The exercise
Copy the items below word for word, from the line with "Would you please pick out the stork's red leg" up to and including the line with "point(276, 222)", and nothing else.

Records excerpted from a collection
──────

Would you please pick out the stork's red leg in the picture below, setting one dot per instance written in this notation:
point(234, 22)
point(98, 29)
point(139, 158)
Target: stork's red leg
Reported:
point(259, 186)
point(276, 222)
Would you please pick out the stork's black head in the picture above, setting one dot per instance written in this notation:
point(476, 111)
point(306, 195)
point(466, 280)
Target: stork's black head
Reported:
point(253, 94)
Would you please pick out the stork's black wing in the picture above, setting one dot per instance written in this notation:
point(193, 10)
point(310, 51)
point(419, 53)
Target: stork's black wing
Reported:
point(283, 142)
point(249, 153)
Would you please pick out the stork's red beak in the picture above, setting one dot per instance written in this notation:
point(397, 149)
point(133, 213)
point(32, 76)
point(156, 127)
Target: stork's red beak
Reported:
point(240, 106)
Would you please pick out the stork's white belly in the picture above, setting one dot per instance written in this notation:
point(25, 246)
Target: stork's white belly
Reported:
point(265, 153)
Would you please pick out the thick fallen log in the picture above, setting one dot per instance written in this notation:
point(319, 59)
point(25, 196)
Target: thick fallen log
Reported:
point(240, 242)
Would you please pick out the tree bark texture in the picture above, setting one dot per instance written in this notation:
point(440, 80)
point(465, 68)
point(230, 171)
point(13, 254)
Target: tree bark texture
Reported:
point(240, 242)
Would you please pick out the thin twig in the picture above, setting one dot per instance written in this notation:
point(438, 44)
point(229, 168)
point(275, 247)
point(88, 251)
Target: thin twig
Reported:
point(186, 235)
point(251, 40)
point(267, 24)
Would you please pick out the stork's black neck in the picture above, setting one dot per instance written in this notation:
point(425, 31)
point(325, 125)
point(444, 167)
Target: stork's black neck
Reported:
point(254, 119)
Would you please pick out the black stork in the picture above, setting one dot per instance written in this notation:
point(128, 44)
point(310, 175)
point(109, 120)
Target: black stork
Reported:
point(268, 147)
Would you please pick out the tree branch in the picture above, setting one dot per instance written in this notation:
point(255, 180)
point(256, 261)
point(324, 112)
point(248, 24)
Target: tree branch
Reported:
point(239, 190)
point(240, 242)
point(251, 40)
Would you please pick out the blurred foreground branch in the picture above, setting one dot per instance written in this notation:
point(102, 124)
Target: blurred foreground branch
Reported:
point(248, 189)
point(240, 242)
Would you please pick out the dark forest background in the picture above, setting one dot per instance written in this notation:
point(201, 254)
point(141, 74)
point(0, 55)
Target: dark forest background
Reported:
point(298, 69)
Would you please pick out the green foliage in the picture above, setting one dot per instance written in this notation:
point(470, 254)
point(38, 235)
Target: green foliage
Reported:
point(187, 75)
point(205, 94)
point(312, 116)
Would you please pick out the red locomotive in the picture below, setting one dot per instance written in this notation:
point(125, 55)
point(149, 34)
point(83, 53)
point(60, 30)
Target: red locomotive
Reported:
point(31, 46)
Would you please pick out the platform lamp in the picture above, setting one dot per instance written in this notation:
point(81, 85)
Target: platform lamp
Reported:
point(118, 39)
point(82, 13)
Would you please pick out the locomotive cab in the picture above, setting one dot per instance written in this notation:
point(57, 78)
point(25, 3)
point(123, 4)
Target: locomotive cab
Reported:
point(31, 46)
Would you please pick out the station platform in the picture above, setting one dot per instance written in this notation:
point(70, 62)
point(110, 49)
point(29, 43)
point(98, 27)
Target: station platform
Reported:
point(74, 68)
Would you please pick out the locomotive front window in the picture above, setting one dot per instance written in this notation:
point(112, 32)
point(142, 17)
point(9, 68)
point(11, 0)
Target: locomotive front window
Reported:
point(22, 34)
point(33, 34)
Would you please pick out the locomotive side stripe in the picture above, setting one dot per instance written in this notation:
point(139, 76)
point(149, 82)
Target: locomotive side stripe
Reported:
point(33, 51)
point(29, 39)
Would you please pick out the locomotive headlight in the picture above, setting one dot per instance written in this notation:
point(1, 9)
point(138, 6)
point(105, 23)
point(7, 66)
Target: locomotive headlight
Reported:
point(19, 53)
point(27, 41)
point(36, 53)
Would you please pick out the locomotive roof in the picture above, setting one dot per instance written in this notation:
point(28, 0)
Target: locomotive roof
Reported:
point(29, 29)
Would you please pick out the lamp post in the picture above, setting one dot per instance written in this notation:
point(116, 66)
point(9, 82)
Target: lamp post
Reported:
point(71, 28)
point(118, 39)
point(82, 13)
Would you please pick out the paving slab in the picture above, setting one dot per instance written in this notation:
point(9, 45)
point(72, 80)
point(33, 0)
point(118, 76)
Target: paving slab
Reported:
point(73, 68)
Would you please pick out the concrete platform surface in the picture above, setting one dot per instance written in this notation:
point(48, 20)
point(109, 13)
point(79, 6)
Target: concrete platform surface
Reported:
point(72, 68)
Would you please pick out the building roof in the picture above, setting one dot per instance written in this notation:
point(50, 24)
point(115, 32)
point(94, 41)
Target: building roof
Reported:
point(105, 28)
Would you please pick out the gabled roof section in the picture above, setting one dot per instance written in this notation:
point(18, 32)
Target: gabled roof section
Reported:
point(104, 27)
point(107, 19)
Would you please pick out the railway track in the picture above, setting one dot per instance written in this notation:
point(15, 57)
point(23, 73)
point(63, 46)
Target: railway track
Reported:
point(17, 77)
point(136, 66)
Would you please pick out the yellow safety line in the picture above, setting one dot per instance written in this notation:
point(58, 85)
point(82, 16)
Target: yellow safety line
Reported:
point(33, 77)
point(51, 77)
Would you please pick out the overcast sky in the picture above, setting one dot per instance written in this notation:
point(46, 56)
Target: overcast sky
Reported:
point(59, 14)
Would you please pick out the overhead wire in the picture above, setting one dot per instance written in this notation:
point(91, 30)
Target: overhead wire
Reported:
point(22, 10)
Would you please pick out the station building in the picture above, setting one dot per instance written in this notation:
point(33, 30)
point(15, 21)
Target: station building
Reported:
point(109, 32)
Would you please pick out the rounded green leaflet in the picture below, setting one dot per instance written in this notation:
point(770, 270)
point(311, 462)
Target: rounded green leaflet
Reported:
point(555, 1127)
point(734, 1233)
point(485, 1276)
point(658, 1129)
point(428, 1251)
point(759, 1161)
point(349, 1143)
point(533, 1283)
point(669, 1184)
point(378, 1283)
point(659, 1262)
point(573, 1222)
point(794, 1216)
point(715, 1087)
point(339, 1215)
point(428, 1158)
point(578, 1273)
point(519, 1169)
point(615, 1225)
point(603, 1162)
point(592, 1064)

──────

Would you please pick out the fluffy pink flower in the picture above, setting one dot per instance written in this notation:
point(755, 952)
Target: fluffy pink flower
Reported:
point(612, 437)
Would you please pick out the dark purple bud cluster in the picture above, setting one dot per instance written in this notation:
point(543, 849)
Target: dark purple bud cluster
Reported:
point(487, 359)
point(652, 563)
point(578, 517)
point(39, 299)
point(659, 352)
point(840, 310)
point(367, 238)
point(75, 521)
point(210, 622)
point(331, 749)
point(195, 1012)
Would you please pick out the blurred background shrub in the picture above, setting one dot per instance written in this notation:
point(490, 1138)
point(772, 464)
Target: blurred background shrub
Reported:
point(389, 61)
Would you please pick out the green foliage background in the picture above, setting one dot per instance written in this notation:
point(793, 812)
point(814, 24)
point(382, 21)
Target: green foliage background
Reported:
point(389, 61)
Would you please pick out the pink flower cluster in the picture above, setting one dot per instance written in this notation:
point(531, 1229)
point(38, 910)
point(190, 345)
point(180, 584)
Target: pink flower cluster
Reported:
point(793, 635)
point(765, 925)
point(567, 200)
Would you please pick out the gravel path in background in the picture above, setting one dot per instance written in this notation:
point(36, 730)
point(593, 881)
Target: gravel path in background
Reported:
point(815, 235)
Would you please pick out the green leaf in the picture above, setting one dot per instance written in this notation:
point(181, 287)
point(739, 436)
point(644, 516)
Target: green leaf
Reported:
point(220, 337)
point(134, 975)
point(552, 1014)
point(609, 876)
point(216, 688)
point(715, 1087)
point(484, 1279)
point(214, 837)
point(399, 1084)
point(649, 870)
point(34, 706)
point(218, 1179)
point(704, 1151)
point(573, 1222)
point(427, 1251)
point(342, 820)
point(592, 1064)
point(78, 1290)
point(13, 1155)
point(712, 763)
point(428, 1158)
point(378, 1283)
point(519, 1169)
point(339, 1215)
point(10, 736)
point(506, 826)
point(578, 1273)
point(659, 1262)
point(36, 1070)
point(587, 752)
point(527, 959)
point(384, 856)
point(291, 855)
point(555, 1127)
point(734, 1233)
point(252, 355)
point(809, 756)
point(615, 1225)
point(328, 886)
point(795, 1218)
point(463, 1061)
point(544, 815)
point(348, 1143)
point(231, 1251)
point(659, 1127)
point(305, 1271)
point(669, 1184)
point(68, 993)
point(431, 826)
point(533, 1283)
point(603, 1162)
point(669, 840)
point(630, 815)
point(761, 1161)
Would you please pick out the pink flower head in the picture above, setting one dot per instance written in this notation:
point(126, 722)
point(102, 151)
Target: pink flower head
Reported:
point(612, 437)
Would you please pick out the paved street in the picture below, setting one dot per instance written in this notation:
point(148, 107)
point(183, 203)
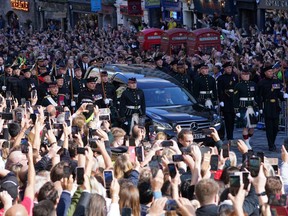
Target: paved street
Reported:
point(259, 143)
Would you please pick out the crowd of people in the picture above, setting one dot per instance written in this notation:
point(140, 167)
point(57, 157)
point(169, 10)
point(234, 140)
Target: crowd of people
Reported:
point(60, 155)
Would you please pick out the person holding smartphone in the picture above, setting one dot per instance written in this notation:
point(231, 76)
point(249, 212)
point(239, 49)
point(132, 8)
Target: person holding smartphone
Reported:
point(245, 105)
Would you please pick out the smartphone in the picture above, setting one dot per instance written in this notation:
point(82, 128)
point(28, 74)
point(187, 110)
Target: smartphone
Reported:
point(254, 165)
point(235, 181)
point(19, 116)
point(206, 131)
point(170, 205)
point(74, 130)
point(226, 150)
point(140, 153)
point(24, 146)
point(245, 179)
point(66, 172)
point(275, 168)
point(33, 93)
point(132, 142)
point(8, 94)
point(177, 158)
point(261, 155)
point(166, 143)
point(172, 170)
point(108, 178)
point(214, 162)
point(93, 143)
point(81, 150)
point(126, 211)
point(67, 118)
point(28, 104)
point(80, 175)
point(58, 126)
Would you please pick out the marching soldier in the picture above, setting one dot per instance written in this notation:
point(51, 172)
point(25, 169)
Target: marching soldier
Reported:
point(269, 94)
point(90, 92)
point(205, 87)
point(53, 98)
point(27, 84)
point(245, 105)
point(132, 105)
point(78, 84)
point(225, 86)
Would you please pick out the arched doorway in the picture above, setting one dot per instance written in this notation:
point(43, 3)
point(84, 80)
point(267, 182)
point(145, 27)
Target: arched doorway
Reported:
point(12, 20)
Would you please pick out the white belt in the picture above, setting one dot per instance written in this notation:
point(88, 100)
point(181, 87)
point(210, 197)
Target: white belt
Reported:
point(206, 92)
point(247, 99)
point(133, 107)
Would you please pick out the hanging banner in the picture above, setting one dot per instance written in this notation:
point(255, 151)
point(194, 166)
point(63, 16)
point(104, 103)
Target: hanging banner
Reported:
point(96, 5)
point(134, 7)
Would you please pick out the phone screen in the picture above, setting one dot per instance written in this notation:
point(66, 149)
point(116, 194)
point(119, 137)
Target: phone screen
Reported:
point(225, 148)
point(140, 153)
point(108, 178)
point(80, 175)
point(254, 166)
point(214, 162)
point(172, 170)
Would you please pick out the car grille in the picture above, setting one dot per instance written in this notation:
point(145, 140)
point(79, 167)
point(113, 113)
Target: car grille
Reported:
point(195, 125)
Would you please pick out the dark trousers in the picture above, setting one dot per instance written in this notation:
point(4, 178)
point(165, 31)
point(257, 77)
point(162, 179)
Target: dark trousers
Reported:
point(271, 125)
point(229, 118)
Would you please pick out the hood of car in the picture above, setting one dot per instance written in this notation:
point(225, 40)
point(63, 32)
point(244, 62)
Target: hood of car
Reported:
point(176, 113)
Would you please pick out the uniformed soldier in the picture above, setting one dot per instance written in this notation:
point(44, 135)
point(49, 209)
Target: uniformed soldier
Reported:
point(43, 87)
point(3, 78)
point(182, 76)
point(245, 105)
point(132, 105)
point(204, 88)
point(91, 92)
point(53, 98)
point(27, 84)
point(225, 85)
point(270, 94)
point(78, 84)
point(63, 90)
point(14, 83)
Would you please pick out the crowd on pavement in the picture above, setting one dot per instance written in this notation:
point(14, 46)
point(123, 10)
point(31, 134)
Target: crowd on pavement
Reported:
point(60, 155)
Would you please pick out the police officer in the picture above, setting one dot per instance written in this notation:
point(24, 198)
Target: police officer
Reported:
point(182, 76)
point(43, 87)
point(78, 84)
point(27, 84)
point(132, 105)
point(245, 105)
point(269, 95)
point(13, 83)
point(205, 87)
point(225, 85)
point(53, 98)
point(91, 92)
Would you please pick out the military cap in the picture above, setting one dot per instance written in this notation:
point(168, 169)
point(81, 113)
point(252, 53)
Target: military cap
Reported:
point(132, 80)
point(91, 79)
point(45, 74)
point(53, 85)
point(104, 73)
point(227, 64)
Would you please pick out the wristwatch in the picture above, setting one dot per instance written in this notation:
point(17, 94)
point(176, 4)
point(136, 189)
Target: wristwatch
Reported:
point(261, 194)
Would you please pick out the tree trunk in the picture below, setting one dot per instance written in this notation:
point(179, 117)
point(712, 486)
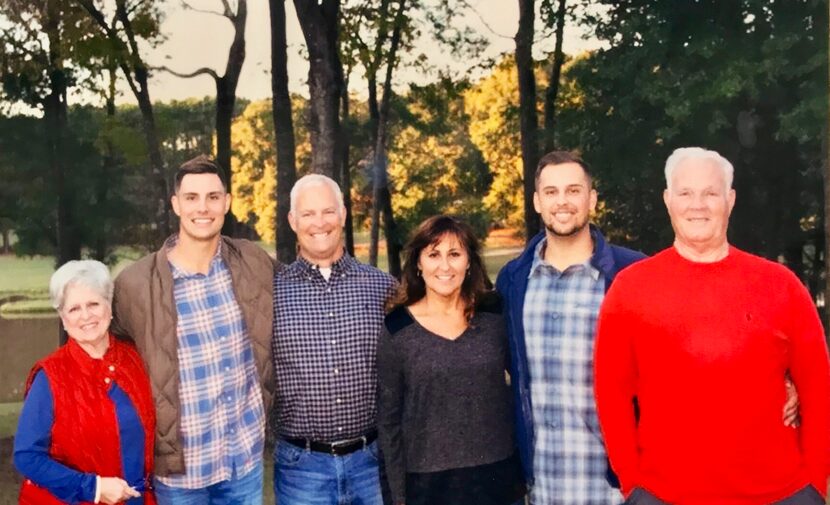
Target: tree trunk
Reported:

──────

Solution to this task
Would you please pick out the stork's red leg in the picture below, setting one dot per instance written in this notation:
point(234, 22)
point(98, 29)
point(139, 158)
Target: stork's red leg
Reported:
point(259, 186)
point(276, 222)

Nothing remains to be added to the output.